**PROBLEM DETAILS:** Make an exact copy of every entry.

··· DATA SHOWN

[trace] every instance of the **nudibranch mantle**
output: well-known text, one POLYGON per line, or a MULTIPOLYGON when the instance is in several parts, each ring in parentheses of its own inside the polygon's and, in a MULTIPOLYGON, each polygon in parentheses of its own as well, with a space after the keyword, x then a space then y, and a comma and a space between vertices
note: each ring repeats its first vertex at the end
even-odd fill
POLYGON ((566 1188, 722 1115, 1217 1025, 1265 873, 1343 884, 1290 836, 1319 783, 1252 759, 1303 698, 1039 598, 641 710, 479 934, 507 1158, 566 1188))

······

**REPLY:**
[trace] every instance of the **nudibranch mantle**
output: well-known text, one POLYGON per line, or a MULTIPOLYGON when the instance is in several parts, each ring in parentheses of its own inside the polygon's and, in a MULTIPOLYGON, each polygon in parentheses of its own as well, with a space after the keyword, x then a space then y, and a comma and a space between vertices
note: each ring repeats its first vertex at the end
even-odd fill
POLYGON ((566 1188, 722 1115, 1217 1025, 1265 873, 1343 884, 1290 836, 1319 783, 1252 759, 1303 698, 1039 598, 641 710, 479 934, 507 1158, 566 1188))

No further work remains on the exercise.